Berlin, Berlin – 20 Jahre Helmut Newton Stiftung
Von Holger Jacobs
7.6.2024
Wertung: 🙂 🙂 🙂 🙂 (vier von fünf)
Zum Jubiläum der Helmut Newton Stiftung legt die neue Ausstellung den Schwerpunkt auf Fotos über Helmut Newtons Geburtsstadt Berlin
Helmut Newton
Als HELMUT NEWTON (ursprünglich Helmut Neustädter) am 31. Oktober 1920 in Berlin-Schöneberg (Innsbrucker Straße 24) geboren wurde, war der 1. Weltkrieg gerade zu Ende gegangen und Deutschland versuchte sich sowohl wirtschaftlich, wie politisch neu zu orientieren.
Dank seiner wohlhabenden Eltern (der Vater war Knopffabrikant) hatte Helmut ein sorgenfreies Leben und genoss als Teenager das Leben mit hübschen Mädchen und Feiern am Ufer des Wannsees. In dieser Zeit kam ihm wohl auch die Idee diese vielen aufregenden Frauen im Bild festzuhalten. So verließ er die Schule und wurde mit 16 Jahren Assistent der Modefotografin Yva (eigentlich Else Neuländer-Simon).
Als die Lage für jüdische Bürger in Deutschland nach der Machtübernahme Hitlers immer bedrohlicher und der Vater in der Reichskristallnacht 1938 kurzzeitig inhaftiert wurde, steckten Helmuts Eltern den mittlerweile 18-jährigen Jungen kurzfristig in einen Zug nach Triest, von wo er mit anderen jüdischen Flüchtlingen auf einem Schiff Richtung Asien fahren sollte (Seine Eltern konnten später ebenfalls erfolgreich nach Argentinien flüchten).
-=-=-=-=-
» **Deine Aufgabe**
Was steht im Artikel über die Helmut Newton Stiftung zu diesen drei Punkten?
1. An welchem Tag wurde Helmut Newton geboren?
2. Bei welcher Modefotografin wurde er mit 16 Jahren Assistent?
3. In welches Land konnten seine Eltern später flüchten?
Für die Arbeit mit dem Artikel spielen die Daten keine Rolle.

» **Einträge aus dem Pointing-Datensatz**
-=-=-=-=-
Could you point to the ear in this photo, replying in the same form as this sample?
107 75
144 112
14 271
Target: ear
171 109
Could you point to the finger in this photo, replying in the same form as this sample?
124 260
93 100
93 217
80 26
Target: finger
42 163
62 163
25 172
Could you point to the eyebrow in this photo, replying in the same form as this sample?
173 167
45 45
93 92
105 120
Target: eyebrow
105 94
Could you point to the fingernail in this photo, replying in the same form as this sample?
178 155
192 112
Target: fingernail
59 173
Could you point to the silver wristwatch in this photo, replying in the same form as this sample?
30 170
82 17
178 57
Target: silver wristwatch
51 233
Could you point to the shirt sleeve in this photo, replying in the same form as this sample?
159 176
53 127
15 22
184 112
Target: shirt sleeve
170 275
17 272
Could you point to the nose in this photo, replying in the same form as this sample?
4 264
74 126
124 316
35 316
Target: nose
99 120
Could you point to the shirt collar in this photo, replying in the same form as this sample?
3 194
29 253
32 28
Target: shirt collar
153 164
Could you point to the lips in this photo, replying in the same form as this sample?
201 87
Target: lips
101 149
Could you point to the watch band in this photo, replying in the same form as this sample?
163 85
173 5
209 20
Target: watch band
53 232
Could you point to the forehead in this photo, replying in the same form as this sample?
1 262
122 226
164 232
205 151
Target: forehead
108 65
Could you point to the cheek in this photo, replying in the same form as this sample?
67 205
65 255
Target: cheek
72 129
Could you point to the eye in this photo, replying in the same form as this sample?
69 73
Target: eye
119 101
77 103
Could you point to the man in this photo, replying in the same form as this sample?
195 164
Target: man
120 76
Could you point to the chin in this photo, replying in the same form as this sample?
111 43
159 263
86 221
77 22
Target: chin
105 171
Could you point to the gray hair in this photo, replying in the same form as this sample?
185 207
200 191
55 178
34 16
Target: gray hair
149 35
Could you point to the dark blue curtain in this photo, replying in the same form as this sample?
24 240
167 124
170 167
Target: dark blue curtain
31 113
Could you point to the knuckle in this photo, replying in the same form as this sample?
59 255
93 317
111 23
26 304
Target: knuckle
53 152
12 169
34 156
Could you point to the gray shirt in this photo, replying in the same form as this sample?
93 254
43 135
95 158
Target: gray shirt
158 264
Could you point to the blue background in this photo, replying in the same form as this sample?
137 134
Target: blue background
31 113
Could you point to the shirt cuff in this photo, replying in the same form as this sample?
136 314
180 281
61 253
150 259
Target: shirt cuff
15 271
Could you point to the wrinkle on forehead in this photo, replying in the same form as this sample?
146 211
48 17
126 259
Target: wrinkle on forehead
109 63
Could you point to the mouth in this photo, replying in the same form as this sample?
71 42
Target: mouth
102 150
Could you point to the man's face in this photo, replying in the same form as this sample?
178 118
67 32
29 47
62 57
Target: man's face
-=-=-=-=-
» **Lösung**
1. Am 31. Oktober 1920.
2. Bei Yva (eigentlich Else Neuländer-Simon).
3. Nach Argentinien.